— begin Stored data —

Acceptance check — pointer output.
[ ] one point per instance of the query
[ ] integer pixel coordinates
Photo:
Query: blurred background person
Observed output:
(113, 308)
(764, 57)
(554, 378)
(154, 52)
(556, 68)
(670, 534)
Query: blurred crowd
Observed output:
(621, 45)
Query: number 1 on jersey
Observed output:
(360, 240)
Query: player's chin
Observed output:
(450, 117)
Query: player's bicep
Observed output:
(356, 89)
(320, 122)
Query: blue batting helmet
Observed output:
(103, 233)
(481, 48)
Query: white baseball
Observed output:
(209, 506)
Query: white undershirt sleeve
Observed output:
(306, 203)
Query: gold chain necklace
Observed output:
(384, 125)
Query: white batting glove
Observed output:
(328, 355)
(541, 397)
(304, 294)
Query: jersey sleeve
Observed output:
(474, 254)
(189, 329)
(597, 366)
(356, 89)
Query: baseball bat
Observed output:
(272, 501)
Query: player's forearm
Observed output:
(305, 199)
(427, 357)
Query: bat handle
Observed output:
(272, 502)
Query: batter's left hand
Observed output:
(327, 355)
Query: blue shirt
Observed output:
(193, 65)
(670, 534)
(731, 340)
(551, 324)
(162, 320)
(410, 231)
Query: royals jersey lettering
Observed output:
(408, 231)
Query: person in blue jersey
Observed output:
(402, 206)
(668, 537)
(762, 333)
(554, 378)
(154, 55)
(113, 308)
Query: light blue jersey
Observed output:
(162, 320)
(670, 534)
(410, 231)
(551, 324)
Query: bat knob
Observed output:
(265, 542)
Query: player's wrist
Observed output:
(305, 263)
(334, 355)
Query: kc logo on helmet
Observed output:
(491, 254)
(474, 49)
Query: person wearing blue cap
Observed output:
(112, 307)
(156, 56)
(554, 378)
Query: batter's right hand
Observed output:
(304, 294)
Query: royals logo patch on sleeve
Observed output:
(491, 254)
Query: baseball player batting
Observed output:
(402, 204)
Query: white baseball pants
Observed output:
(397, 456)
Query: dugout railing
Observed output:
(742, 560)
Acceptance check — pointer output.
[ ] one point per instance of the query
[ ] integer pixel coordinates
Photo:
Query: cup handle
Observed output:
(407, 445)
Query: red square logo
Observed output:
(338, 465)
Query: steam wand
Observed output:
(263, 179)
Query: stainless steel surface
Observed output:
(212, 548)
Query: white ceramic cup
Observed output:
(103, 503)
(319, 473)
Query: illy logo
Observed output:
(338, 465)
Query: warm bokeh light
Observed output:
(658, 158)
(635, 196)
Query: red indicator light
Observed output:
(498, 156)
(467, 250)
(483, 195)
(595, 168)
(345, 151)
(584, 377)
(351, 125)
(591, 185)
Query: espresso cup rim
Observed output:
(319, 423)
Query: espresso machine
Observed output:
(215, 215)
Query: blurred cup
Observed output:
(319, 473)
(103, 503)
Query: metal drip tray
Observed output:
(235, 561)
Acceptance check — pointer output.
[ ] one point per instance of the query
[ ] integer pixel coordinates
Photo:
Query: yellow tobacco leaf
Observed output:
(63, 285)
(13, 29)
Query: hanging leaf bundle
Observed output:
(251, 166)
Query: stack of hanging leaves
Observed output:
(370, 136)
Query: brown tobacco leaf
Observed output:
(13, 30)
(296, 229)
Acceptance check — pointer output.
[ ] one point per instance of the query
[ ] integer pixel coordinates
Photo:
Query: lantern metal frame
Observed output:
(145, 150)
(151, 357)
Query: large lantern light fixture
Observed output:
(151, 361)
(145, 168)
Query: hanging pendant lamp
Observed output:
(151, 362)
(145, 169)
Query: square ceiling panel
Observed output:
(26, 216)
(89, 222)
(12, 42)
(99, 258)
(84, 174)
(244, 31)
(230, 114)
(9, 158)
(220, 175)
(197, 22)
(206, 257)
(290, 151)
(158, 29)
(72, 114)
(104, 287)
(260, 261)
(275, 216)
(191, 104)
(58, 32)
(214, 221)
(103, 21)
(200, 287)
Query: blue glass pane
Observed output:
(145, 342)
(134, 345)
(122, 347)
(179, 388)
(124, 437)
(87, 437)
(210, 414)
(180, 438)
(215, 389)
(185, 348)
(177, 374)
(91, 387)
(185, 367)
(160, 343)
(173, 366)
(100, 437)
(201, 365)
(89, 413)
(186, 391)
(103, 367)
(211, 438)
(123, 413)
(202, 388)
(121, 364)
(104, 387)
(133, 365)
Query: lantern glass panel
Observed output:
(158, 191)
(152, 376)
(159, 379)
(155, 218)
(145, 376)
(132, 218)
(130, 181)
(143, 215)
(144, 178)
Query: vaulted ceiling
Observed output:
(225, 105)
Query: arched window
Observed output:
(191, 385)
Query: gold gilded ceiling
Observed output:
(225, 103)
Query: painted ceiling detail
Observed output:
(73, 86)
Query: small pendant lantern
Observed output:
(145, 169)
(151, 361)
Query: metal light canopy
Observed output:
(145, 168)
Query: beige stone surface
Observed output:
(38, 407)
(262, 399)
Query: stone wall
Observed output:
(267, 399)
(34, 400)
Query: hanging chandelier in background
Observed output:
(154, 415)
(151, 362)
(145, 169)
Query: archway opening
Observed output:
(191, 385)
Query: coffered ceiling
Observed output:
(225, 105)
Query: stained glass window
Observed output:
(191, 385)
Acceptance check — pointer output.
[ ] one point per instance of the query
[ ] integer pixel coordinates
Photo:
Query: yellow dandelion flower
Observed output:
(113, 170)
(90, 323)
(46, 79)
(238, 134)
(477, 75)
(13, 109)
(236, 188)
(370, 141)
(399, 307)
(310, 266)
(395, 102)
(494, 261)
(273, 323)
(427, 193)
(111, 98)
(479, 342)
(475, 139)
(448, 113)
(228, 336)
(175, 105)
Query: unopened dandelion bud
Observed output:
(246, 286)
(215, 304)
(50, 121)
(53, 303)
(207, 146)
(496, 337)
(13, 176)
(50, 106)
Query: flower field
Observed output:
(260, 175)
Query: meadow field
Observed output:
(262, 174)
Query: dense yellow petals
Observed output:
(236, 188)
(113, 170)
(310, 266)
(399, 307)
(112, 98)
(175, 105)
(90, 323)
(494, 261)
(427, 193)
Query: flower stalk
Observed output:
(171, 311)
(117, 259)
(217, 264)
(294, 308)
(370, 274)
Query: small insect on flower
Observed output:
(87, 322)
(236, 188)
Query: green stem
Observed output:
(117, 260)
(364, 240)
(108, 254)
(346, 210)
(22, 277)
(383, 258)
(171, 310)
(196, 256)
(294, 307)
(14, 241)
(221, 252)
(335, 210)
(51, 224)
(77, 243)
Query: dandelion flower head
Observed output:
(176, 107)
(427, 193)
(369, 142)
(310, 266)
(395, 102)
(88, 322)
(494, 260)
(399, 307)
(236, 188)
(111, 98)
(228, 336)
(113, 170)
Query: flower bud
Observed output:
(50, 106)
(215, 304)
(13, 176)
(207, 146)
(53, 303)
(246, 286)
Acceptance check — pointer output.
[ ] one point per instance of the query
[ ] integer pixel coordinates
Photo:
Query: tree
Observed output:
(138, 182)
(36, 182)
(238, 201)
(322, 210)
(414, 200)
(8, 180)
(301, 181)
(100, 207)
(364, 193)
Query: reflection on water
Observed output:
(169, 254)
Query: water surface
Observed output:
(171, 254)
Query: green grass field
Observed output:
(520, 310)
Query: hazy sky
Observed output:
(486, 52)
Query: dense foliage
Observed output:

— end Stored data —

=== Exercise requirements ===
Go through the listing above and restate it word for word.

=== Problem solution ===
Acceptance check — pointer output.
[ ] one point per instance of the query
[ ] integer pixel coordinates
Photo:
Query: blurred background person
Observed output:
(113, 308)
(764, 57)
(554, 378)
(154, 52)
(556, 68)
(670, 534)
Query: blurred crowd
Observed output:
(621, 45)
Query: number 1 on jersey
Observed output:
(360, 240)
Query: player's chin
Observed output:
(450, 117)
Query: player's bicep
Observed output:
(356, 89)
(320, 122)
Query: blue batting helmet
Observed output:
(103, 233)
(481, 48)
Query: white baseball
Observed output:
(209, 506)
Query: white undershirt sleeve
Observed output:
(306, 203)
Query: gold chain necklace
Observed output:
(384, 125)
Query: white batting glove
Observed output:
(328, 355)
(541, 397)
(304, 294)
Query: jersey sleeve
Observed output:
(474, 254)
(189, 329)
(597, 366)
(356, 89)
Query: baseball bat
Observed output:
(272, 501)
Query: player's forearm
Observed output:
(305, 199)
(427, 357)
Query: bat handle
Observed output:
(272, 502)
Query: batter's left hand
Observed output:
(327, 355)
Query: blue shirt
Observed output:
(193, 65)
(670, 534)
(731, 340)
(551, 324)
(162, 320)
(410, 231)
Query: royals jersey lettering
Observed output:
(408, 231)
Query: person in blue jersey
Observed output:
(402, 206)
(668, 537)
(762, 333)
(554, 378)
(154, 55)
(113, 308)
Query: light blue jersey
Observed output:
(162, 320)
(670, 534)
(410, 231)
(551, 324)
Query: bat knob
Observed output:
(265, 542)
Query: player's wrist
Observed output:
(305, 263)
(334, 355)
Query: kc logo on helmet
Observed output:
(491, 254)
(474, 49)
Query: person wearing blue cap
Observed output:
(112, 307)
(156, 56)
(554, 378)
Query: batter's right hand
Observed output:
(304, 294)
Query: royals logo patch on sleeve
Observed output:
(491, 254)
Query: baseball player batting
Observed output:
(402, 204)
Query: white baseball pants
Observed output:
(397, 456)
Query: dugout railing
Observed output:
(742, 560)
Acceptance check — pointer output.
[ ] one point per instance of the query
[ ] integer pixel coordinates
Photo:
Query: cup handle
Observed output:
(407, 445)
Query: red square logo
Observed output:
(338, 465)
Query: steam wand
Observed output:
(263, 179)
Query: stainless steel surface
Observed output:
(212, 548)
Query: white ceramic cup
Observed output:
(103, 503)
(319, 473)
Query: illy logo
Observed output:
(338, 465)
Query: warm bokeh light
Observed output:
(658, 158)
(635, 196)
Query: red indicator light
Observed output:
(498, 156)
(467, 250)
(483, 195)
(595, 168)
(345, 151)
(584, 377)
(351, 125)
(591, 185)
Query: espresso cup rim
Observed output:
(319, 423)
Query: espresso machine
Observed output:
(215, 215)
Query: blurred cup
Observed output:
(319, 473)
(103, 503)
Query: metal drip tray
Observed output:
(235, 561)
Acceptance check — pointer output.
[ ] one point per instance of the query
[ ] integer pixel coordinates
Photo:
Query: yellow tobacco leaf
Observed output:
(63, 285)
(13, 29)
Query: hanging leaf bundle
Observed output:
(251, 166)
Query: stack of hanging leaves
Observed output:
(370, 136)
Query: brown tobacco leaf
Observed output:
(13, 30)
(296, 229)
Acceptance check — pointer output.
[ ] one point per instance of the query
[ ] integer pixel coordinates
Photo:
Query: lantern metal frame
Observed output:
(145, 150)
(151, 357)
Query: large lantern light fixture
Observed output:
(151, 361)
(145, 168)
Query: hanging pendant lamp
Observed output:
(151, 362)
(145, 169)
Query: square ceiling panel
Observed output:
(26, 216)
(89, 222)
(12, 42)
(99, 258)
(84, 174)
(244, 31)
(230, 114)
(9, 158)
(220, 175)
(197, 22)
(206, 257)
(290, 151)
(158, 29)
(72, 114)
(104, 287)
(260, 261)
(275, 216)
(191, 104)
(58, 32)
(214, 221)
(103, 21)
(200, 287)
Query: blue glass pane
Observed output:
(145, 342)
(134, 345)
(122, 347)
(179, 388)
(124, 437)
(87, 437)
(210, 414)
(180, 438)
(215, 389)
(185, 348)
(177, 374)
(91, 387)
(185, 367)
(160, 343)
(173, 366)
(100, 437)
(201, 365)
(89, 413)
(186, 391)
(103, 367)
(211, 438)
(123, 413)
(202, 388)
(121, 364)
(104, 387)
(133, 365)
Query: lantern glass panel
Observed output:
(158, 191)
(152, 376)
(159, 379)
(155, 218)
(145, 376)
(132, 218)
(130, 181)
(143, 215)
(144, 178)
Query: vaulted ceiling
Observed output:
(225, 105)
Query: arched window
Observed output:
(191, 385)
Query: gold gilded ceiling
Observed output:
(225, 103)
Query: painted ceiling detail
Observed output:
(73, 86)
Query: small pendant lantern
Observed output:
(145, 169)
(151, 361)
Query: metal light canopy
Observed output:
(145, 168)
Query: beige stone surface
Observed output:
(38, 407)
(262, 399)
Query: stone wall
Observed output:
(267, 399)
(34, 400)
Query: hanging chandelier in background
Observed output:
(154, 415)
(151, 362)
(145, 169)
Query: archway opening
Observed output:
(191, 385)
Query: coffered ceiling
Observed output:
(225, 105)
Query: stained glass window
Observed output:
(191, 385)
Acceptance check — pointer output.
[ ] one point per instance of the query
[ ] integer pixel coordinates
Photo:
Query: yellow dandelion flower
Observed output:
(113, 170)
(90, 323)
(46, 79)
(238, 134)
(477, 75)
(13, 109)
(236, 188)
(370, 141)
(399, 307)
(310, 266)
(395, 102)
(494, 261)
(273, 323)
(427, 193)
(111, 98)
(479, 342)
(475, 139)
(448, 113)
(228, 336)
(175, 105)
Query: unopened dandelion bud
Observed output:
(246, 286)
(215, 304)
(50, 121)
(53, 303)
(207, 146)
(496, 337)
(13, 176)
(50, 106)
Query: flower field
Observed output:
(260, 175)
Query: meadow field
Observed output:
(262, 174)
Query: dense yellow petals
Observed output:
(236, 188)
(113, 170)
(310, 266)
(399, 307)
(112, 98)
(175, 105)
(90, 323)
(494, 261)
(427, 193)
Query: flower stalk
Observed output:
(171, 311)
(117, 259)
(217, 264)
(294, 308)
(370, 274)
Query: small insect on flower
Observed output:
(87, 322)
(236, 188)
Query: green stem
Observed output:
(117, 260)
(364, 240)
(108, 254)
(346, 210)
(22, 277)
(383, 258)
(171, 310)
(196, 256)
(294, 307)
(14, 241)
(221, 252)
(335, 210)
(51, 224)
(77, 243)
Query: dandelion flower head
Observed output:
(176, 107)
(427, 193)
(369, 142)
(310, 266)
(395, 102)
(88, 322)
(494, 260)
(399, 307)
(236, 188)
(111, 98)
(228, 336)
(113, 170)
Query: flower bud
Observed output:
(50, 106)
(215, 304)
(13, 176)
(207, 146)
(53, 303)
(246, 286)
Acceptance check — pointer output.
[ ] one point per instance of the query
[ ] integer pixel coordinates
Photo:
Query: tree
Observed output:
(138, 182)
(36, 182)
(238, 201)
(322, 210)
(414, 200)
(8, 180)
(301, 181)
(100, 207)
(364, 193)
Query: reflection on water
Observed output:
(169, 254)
Query: water surface
Observed output:
(171, 254)
Query: green grass field
Observed output:
(520, 310)
Query: hazy sky
Observed output:
(486, 52)
Query: dense foliage
Observed output:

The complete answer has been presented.